[Items from a dataset]
** Begin **

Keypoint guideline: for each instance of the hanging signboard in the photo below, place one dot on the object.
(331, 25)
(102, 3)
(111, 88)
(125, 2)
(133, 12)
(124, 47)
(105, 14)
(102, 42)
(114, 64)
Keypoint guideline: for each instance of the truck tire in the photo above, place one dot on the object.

** End **
** Begin **

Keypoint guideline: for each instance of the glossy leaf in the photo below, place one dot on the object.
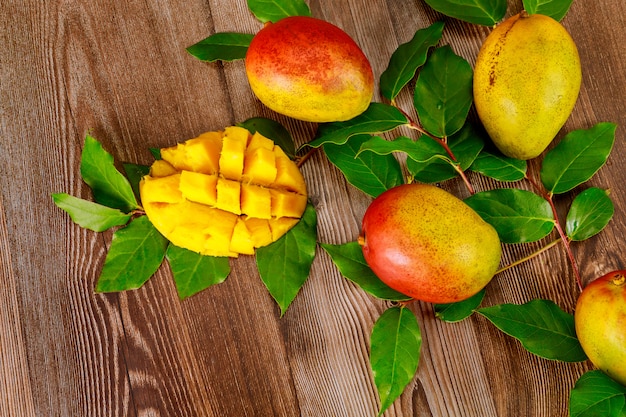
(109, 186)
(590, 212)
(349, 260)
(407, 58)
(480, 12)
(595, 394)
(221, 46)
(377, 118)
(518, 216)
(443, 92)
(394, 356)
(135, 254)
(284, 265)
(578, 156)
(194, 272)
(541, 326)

** End **
** Begin **

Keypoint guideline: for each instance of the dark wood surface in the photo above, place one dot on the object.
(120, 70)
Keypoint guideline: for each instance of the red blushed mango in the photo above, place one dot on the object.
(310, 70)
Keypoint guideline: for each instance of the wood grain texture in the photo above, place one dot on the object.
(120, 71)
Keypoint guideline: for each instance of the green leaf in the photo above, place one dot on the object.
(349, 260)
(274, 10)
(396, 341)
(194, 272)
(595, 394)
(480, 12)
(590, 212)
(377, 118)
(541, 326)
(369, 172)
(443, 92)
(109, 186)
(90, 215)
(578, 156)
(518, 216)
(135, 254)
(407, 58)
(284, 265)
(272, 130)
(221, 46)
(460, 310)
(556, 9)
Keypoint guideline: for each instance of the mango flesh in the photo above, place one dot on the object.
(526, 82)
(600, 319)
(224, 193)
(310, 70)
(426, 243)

** End **

- _WHAT THIS TASK INVOLVES_: From the items above, keep only the lines that contain the string "leaf", with case counting for the match, and copy each one.

- _REPLY_:
Keypoint guideline: for each instance of the glossy leaf in the photo below, place one dot on the object.
Keypoint guideline: for each instance of the green leaf in the photo above, place one dot on the object.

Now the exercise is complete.